Текст для чтения:
Бывший начальник отдела внутренней экономической безопасности компании ЮКОС Алексей Пичугин, которого 2 июля привезли в СИЗ0 «Лефортово» (хотя до 6 июля правозащитникам и адвокату говорили, что его там нет), рассказал члену ОНК и журналисту Открытой России Зое Световой о своей жизни в колонии и о том, как ему отказали в помиловании.
Очень короткая стрижка — миллиметра три, седой ежик. Худой человек в синей арестантской робе, руки за спиной, наручники, идет по ковровой дорожке коридора Лефортовской тюрьмы в сопровождении двух сотрудников в пятнистой форме; у одного из них в руках черная резиновая дубинка.

Цель 1:
Посчитайте, в скольких строках записей встречается слово «showerhead». В ответе укажите только число.
Цель 2:
Подхватите текст о Пичугине и продолжите его сразу после последнего предложения.
Записи никак не связаны с текстом о Пичугине.

Записи для упражнения:
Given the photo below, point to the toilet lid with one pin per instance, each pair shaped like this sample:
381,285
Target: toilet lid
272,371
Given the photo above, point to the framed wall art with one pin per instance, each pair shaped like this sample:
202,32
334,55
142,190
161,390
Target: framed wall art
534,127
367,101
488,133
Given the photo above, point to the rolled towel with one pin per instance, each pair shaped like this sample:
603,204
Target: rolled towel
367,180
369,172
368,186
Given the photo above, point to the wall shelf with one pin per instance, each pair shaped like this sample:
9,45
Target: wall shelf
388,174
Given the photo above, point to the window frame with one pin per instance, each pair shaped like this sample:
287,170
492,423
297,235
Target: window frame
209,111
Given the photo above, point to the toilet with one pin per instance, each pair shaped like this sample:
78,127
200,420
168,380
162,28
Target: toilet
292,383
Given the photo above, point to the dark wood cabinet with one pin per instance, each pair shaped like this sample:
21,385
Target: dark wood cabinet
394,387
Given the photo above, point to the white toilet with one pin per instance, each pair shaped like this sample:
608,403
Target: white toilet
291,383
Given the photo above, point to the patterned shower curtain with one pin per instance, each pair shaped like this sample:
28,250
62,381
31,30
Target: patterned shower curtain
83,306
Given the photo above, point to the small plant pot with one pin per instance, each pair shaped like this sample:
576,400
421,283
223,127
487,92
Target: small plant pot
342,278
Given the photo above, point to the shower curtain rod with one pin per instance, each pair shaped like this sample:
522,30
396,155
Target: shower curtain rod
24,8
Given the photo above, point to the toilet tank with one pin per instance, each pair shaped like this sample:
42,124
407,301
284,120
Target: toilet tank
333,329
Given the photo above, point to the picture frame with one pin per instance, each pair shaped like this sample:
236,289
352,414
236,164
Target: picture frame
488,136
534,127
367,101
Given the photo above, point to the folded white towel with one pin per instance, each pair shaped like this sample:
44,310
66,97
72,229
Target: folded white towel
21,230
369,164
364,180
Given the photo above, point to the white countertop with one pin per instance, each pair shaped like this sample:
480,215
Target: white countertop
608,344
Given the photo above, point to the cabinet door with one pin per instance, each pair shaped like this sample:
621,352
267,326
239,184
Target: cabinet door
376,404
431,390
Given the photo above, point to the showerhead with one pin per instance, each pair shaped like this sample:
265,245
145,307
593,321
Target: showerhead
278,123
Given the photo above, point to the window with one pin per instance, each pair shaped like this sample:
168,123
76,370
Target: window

Итоговый результат 1:
2

Итоговый результат 2:
«Это называется ''парное конвоирование''», — важно отвечает сотрудник тюрьмы на мой вопрос, что происходит и почему у конвоира дубинка. «Так конвоируют осужденных к пожизненному заключению. И разговаривать с ним вы сможете только через решетку. В камеру мы вас не пустим: мало ли что, ему терять нечего, у него ПЖ (пожизненное заключение. — Открытая Россия), неизвестно, что ему в голову взбредет, это все в целях вашей же безопасности», — продолжает он.
«Почему же? — удивляюсь я. — Когда мы посещали Никиту Тихонова, также осужденного на пожизненное, мы к нему в камеру заходили. Вы считаете, что Пичугин опаснее Тихонова?»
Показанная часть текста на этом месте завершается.